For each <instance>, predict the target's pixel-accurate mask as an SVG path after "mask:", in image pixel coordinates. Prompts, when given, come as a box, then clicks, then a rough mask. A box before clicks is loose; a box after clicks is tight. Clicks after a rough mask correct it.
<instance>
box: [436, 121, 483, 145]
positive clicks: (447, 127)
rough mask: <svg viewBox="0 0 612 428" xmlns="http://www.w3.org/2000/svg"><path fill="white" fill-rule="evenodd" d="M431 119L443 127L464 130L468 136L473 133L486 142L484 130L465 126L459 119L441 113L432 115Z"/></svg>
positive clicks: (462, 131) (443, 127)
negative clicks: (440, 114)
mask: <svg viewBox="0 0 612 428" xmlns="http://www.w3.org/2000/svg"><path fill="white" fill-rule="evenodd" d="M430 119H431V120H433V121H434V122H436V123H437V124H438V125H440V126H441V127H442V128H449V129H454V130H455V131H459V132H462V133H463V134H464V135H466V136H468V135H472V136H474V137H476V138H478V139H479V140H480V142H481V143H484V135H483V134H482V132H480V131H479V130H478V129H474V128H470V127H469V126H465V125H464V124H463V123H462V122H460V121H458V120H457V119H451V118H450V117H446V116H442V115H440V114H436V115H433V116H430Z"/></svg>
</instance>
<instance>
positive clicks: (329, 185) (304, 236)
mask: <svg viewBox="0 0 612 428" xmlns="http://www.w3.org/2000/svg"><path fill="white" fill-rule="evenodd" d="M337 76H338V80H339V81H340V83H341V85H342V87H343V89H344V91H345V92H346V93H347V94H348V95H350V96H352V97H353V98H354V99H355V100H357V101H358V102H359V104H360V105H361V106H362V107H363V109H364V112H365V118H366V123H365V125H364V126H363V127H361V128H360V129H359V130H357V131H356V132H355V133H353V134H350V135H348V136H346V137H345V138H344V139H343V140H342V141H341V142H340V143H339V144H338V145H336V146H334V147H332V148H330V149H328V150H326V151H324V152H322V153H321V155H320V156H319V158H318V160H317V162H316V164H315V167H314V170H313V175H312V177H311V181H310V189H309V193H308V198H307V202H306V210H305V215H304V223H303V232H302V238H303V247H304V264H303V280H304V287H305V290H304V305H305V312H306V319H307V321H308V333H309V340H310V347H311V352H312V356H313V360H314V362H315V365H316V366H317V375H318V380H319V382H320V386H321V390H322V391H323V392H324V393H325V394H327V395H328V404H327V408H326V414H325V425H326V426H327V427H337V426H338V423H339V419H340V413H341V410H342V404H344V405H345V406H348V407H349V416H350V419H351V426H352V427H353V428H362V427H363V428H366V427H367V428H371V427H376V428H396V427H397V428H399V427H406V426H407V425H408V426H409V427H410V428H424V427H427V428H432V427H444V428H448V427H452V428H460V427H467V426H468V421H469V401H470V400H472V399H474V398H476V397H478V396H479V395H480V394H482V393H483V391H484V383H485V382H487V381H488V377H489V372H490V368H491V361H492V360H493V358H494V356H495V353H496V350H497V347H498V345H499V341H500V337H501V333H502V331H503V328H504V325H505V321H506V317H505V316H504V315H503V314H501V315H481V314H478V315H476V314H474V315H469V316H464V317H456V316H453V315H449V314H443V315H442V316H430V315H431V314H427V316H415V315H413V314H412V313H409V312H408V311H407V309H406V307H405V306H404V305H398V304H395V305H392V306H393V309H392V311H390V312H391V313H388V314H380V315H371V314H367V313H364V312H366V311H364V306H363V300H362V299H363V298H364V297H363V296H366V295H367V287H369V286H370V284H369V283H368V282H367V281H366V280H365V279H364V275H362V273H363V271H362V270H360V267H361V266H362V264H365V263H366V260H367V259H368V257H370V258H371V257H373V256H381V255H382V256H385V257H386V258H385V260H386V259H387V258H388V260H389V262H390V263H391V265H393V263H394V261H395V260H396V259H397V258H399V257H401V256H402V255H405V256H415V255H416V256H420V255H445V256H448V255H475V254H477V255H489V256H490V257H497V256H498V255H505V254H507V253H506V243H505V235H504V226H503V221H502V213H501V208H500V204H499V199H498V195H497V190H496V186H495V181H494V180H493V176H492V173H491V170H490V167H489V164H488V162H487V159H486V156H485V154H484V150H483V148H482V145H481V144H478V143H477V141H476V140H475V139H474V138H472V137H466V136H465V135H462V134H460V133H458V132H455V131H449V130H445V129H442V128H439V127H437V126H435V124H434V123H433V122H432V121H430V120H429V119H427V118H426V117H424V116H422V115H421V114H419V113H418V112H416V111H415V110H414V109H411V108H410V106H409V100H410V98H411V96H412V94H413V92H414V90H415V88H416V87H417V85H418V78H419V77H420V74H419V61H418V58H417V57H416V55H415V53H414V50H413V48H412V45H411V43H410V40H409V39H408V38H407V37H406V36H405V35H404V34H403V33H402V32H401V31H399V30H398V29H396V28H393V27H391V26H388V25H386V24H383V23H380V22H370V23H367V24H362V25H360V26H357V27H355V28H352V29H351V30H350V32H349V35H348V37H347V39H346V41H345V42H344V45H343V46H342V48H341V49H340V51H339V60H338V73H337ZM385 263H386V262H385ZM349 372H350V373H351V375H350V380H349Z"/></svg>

WHAT NEEDS TO BE DONE
Only lines containing the string "rough" belong in the answer; find them in the data above and copy them.

EXERCISE RESULT
For each <instance>, predict the target's pixel-accurate mask as an SVG path after "mask:", in image pixel coordinates. Prompts, when given, come as a box, then clicks, then a rough mask. A box before clicks is loose; a box after clicks is tight. Clicks after a rough mask correct it.
rough mask: <svg viewBox="0 0 612 428" xmlns="http://www.w3.org/2000/svg"><path fill="white" fill-rule="evenodd" d="M431 119L443 127L464 130L468 136L473 133L486 142L484 130L465 126L459 119L441 113L432 115Z"/></svg>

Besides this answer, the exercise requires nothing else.